**PROBLEM DESCRIPTION:**
Reproduce verbatim the lines of the rows from the one containing "the domed canopy" through the final row, both included.

**INFORMATION PROVIDED:**
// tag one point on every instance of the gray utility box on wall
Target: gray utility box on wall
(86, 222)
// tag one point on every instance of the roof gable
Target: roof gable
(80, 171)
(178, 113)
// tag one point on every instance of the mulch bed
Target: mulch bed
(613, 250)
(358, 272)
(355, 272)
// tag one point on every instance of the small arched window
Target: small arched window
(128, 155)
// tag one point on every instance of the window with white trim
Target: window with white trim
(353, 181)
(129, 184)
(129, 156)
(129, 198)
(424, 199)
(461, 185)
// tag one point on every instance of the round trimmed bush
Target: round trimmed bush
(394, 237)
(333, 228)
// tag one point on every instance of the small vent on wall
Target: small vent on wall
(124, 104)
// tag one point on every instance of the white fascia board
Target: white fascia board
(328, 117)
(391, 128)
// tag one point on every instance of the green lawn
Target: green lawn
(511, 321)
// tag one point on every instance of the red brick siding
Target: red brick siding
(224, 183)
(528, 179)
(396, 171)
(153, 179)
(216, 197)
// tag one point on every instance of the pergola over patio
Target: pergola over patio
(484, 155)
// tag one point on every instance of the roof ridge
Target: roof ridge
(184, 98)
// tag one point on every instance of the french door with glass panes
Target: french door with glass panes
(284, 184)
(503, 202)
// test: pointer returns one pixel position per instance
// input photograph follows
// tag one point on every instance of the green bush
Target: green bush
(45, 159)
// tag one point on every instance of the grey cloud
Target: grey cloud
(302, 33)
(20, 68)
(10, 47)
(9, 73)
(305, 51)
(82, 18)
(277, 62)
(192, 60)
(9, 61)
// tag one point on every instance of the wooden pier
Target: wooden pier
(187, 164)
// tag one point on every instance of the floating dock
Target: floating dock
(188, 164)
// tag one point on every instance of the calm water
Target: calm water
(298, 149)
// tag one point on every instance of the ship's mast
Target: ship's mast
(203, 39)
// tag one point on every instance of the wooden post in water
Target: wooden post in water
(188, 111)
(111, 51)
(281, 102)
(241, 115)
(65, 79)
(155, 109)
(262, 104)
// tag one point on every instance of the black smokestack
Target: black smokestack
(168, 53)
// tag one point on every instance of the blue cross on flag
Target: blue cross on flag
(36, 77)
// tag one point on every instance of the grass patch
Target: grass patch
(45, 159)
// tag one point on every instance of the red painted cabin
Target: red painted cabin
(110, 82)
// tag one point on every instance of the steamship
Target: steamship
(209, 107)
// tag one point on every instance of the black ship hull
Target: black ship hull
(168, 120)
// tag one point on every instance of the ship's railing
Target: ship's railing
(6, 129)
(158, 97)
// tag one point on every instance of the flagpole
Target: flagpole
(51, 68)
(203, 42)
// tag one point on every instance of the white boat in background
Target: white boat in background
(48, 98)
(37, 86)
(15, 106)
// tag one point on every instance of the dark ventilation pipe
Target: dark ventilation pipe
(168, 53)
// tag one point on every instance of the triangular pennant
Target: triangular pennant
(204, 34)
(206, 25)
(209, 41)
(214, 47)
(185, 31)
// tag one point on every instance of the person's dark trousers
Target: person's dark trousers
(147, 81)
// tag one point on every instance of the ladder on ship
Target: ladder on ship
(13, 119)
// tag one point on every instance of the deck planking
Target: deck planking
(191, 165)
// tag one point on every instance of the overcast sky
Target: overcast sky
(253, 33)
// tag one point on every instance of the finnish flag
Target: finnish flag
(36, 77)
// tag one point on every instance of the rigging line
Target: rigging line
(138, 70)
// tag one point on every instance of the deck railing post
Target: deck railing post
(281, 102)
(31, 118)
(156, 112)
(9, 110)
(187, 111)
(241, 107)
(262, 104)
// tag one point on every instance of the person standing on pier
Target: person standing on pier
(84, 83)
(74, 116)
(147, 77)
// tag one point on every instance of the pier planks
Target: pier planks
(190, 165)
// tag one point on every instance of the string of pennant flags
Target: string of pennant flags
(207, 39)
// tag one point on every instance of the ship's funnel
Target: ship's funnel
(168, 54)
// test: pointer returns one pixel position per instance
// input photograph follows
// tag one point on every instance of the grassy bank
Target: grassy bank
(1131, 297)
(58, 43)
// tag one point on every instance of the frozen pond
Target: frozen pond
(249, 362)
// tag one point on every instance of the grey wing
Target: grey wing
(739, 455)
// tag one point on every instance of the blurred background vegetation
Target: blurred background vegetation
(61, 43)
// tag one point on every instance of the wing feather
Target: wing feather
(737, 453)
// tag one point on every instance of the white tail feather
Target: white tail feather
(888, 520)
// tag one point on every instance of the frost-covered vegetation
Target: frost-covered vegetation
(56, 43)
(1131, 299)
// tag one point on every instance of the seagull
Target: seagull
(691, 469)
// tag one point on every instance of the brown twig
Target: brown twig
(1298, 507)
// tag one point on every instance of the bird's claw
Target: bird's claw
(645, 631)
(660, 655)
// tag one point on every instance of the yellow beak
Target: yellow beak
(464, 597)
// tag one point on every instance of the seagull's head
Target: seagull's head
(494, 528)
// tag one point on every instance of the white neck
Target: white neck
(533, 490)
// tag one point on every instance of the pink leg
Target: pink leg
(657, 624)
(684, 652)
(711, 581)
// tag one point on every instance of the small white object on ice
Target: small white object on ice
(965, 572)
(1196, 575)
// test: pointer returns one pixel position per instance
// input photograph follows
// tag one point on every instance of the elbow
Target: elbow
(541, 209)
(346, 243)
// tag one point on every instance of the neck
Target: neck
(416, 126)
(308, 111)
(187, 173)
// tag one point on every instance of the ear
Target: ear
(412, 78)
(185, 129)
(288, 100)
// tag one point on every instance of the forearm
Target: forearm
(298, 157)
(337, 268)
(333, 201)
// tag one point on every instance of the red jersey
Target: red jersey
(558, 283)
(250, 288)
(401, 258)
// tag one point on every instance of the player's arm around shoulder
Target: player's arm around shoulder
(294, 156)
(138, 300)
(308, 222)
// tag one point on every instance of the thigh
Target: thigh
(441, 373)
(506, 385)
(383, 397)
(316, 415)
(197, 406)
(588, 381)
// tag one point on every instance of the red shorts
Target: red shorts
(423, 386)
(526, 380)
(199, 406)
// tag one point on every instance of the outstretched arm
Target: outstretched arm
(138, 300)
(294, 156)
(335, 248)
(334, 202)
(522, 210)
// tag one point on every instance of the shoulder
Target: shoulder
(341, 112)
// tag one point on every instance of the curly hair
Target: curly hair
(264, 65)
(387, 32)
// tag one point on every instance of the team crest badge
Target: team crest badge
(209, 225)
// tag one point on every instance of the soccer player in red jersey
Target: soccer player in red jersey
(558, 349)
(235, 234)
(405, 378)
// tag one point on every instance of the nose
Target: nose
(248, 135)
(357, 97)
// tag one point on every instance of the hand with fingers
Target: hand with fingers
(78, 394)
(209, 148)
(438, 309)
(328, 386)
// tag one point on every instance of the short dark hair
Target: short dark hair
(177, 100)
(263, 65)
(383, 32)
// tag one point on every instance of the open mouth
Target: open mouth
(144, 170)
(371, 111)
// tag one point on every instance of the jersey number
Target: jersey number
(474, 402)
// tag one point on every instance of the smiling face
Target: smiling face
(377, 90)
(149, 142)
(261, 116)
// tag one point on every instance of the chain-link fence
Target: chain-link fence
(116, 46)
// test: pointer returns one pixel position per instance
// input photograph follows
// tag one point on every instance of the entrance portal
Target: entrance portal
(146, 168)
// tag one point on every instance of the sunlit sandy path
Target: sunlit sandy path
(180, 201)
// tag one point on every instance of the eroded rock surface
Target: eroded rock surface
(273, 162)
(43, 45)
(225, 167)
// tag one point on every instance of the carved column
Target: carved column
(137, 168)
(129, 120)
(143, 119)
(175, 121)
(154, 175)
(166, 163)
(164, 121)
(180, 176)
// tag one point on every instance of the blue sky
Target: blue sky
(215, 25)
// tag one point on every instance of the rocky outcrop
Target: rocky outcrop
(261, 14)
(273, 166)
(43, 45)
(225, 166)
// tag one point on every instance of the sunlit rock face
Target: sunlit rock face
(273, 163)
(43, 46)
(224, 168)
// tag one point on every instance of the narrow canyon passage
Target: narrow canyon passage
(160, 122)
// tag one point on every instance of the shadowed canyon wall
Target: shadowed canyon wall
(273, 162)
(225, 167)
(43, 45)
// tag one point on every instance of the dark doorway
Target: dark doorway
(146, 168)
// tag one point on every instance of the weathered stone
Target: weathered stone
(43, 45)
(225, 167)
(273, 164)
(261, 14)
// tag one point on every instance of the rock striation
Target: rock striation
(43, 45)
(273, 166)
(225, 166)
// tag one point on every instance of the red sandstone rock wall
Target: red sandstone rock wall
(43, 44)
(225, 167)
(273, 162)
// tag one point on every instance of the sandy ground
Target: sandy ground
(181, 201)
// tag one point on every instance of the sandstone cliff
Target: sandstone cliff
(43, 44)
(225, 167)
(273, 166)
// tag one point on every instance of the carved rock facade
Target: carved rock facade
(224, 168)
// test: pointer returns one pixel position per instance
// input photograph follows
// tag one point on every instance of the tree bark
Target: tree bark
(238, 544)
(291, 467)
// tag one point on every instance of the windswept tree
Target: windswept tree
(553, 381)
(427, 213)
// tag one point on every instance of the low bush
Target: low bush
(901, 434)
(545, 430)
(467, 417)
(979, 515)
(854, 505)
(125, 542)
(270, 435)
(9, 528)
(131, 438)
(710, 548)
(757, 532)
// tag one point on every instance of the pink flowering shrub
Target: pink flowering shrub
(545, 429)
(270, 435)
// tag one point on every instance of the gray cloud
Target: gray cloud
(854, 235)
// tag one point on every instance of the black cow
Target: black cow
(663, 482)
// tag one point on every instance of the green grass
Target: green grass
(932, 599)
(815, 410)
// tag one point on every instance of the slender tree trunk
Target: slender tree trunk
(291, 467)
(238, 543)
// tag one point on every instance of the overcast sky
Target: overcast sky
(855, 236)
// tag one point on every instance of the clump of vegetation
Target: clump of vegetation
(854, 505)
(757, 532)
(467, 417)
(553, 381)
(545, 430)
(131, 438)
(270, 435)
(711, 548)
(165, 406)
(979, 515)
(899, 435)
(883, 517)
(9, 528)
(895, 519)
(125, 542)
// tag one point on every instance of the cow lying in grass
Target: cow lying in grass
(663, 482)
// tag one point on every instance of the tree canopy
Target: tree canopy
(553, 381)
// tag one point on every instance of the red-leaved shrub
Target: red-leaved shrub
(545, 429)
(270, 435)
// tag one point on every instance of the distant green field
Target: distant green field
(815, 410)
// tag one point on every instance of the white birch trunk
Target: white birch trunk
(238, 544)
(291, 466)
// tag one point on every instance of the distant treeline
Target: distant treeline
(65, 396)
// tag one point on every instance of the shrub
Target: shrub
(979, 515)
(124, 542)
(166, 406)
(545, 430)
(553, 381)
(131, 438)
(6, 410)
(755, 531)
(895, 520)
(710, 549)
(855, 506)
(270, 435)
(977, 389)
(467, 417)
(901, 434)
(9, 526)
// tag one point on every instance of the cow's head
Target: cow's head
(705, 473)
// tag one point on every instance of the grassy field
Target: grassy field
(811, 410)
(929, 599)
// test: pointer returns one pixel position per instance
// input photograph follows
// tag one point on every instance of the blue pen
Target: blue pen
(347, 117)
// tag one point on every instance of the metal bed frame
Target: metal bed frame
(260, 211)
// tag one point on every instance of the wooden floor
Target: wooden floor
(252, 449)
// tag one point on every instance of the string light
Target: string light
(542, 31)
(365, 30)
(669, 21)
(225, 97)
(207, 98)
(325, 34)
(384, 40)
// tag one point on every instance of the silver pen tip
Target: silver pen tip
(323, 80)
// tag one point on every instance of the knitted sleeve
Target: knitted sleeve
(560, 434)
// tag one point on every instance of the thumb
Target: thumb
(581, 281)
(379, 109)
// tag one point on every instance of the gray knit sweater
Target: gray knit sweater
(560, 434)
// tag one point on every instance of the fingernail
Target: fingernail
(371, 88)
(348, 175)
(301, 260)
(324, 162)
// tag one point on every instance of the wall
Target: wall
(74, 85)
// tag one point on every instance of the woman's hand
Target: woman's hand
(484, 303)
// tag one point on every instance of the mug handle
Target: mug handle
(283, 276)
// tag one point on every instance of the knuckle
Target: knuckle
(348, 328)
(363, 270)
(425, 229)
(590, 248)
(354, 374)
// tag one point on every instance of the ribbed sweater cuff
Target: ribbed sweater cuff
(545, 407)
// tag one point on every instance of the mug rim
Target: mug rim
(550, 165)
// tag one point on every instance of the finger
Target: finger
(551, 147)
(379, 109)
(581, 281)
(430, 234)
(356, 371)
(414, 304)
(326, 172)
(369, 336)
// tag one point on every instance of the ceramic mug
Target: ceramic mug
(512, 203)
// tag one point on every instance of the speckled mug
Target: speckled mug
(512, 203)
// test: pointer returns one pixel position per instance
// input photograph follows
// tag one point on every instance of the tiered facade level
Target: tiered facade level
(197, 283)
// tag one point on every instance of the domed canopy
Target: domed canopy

**EXPECTED ANSWER:**
// tag one point on every instance of the domed canopy
Target: domed canopy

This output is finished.